== RECORDS TO PROCESS
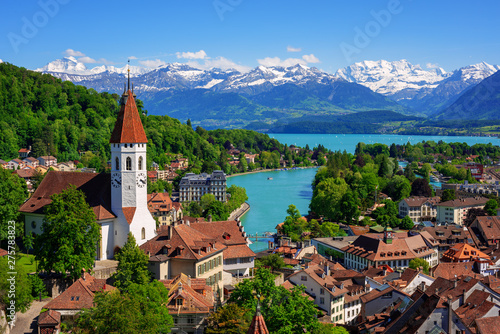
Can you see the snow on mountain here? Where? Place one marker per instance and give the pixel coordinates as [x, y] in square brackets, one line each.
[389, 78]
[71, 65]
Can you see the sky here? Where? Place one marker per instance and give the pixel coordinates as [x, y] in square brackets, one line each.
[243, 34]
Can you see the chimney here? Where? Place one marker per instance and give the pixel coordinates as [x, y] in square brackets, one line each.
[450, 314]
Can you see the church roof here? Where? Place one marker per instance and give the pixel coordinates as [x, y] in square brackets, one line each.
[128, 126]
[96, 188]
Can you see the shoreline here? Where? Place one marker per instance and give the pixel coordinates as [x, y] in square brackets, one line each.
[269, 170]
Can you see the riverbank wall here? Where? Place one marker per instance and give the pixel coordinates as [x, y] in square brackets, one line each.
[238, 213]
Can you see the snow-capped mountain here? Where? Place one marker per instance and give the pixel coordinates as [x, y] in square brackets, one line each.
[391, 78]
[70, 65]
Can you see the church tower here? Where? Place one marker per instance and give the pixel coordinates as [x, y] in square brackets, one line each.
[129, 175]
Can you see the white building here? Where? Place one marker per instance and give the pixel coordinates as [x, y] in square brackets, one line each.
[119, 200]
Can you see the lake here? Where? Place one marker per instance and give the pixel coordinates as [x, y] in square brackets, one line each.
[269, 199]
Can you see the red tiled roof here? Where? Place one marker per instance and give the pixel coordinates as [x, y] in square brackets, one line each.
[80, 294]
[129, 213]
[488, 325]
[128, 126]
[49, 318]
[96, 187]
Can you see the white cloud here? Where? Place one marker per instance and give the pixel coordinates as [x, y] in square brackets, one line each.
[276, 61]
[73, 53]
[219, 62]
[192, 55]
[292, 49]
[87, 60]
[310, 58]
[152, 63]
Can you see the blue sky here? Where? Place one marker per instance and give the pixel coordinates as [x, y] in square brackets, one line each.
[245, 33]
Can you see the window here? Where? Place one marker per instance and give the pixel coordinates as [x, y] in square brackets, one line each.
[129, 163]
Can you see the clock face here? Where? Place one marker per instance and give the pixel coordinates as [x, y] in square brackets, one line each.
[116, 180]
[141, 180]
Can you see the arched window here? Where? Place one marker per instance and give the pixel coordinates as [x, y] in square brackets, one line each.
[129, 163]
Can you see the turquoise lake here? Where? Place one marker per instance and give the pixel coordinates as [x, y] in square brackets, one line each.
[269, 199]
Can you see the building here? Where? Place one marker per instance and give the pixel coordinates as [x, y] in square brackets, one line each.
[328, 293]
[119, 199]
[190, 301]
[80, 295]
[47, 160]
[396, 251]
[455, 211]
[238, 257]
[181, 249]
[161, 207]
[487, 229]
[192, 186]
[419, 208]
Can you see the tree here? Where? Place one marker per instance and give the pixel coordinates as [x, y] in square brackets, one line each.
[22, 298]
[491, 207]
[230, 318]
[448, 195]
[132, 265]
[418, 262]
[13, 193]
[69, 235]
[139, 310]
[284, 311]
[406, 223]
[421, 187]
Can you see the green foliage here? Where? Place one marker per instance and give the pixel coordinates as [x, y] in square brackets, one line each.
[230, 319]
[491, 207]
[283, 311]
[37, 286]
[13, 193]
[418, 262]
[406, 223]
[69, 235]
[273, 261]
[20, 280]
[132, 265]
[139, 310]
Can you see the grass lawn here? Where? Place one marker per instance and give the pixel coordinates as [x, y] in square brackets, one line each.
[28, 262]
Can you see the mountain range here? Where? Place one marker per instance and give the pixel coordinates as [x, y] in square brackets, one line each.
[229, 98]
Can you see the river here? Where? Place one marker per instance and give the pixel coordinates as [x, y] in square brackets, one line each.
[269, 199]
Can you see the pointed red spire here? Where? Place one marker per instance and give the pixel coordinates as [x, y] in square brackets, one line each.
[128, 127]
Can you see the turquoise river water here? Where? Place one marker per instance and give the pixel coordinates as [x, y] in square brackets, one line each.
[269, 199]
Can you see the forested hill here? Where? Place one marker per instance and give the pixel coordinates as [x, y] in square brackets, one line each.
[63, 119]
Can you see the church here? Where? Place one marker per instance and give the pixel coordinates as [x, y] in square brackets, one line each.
====
== RECORDS TO PROCESS
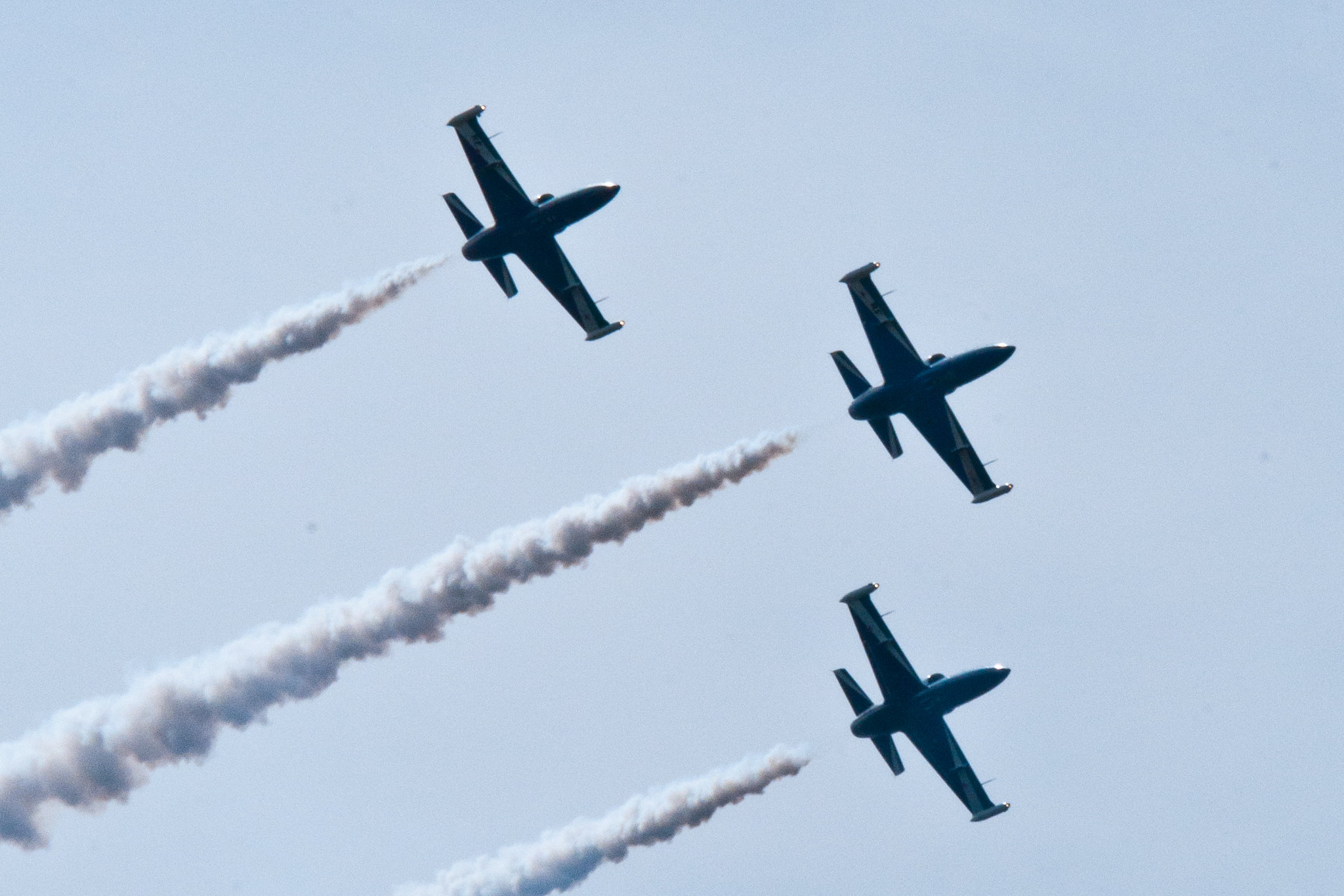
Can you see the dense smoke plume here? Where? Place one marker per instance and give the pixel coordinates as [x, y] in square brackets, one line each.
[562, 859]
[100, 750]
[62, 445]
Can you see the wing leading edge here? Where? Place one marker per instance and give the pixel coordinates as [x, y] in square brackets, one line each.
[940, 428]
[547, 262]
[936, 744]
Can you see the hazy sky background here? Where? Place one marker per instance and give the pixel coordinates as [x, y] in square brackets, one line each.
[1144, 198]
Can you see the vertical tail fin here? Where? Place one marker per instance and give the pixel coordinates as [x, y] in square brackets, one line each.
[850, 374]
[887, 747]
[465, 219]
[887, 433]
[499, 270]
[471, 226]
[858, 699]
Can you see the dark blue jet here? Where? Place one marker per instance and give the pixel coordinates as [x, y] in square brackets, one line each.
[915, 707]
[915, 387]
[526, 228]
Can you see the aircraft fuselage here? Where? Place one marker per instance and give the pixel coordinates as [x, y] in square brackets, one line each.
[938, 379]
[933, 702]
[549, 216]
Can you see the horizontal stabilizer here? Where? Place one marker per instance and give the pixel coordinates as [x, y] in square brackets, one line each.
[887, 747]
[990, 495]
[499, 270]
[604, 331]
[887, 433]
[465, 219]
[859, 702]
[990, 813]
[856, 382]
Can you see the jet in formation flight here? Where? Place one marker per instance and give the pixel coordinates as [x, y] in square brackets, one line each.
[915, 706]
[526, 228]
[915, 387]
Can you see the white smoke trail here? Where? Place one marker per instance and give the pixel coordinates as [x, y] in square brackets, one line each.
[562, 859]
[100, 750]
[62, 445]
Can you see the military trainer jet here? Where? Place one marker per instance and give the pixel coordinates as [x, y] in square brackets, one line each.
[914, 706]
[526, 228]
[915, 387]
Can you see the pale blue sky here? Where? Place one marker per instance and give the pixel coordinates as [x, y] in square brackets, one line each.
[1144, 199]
====
== RECORDS TO PROCESS
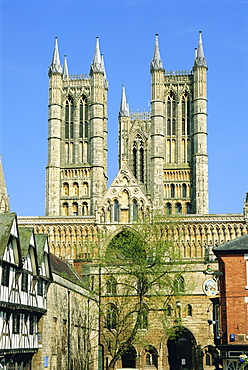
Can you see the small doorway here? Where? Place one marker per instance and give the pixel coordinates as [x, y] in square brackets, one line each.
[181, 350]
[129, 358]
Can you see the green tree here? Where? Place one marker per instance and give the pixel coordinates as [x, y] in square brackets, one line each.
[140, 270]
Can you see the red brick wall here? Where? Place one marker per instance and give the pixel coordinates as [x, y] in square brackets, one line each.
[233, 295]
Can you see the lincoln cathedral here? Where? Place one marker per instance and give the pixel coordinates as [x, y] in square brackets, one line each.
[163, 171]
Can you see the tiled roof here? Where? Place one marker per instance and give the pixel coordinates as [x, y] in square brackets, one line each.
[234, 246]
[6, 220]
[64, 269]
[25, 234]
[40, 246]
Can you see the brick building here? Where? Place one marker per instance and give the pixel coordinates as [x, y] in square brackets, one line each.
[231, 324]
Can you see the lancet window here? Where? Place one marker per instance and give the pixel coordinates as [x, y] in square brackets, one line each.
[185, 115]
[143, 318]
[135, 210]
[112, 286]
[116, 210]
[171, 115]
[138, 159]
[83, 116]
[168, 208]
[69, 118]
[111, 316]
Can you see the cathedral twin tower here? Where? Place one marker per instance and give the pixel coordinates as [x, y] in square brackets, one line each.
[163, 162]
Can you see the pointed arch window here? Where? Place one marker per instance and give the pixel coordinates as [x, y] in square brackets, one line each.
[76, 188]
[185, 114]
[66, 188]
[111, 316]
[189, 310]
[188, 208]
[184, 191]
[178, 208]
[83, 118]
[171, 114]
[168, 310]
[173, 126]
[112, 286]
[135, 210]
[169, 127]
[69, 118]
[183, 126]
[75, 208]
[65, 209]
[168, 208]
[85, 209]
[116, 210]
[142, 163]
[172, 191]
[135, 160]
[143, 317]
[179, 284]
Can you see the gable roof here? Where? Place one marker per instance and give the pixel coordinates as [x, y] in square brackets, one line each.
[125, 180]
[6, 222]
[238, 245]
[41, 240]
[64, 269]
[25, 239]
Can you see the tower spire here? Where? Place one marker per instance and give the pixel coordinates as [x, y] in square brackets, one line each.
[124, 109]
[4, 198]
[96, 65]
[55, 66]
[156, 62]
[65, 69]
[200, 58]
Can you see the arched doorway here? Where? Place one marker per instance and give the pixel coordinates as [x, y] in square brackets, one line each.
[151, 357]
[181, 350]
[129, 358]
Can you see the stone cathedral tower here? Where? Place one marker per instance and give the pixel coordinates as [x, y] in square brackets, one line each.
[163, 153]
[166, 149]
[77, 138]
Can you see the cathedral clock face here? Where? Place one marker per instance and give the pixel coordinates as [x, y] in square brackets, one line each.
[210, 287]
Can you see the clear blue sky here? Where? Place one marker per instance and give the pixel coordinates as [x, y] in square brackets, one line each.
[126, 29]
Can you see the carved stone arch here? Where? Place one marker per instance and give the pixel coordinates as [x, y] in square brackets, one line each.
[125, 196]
====
• _STATED TASK_: Pick out every line in the listing above that contains the word "lake", and copy each one. Case counts, so only lines that match the word's capitalization qualify.

• _EXPECTED OUTPUT_:
Can you see the lake here? Where? Place one marker per instance and give the pixel coordinates as [x, y] in square brackets, one line each.
Can you see the turquoise lake here? Where? Place one marker per instance and give the pixel coordinates as [x, y] in square brackets, one line each.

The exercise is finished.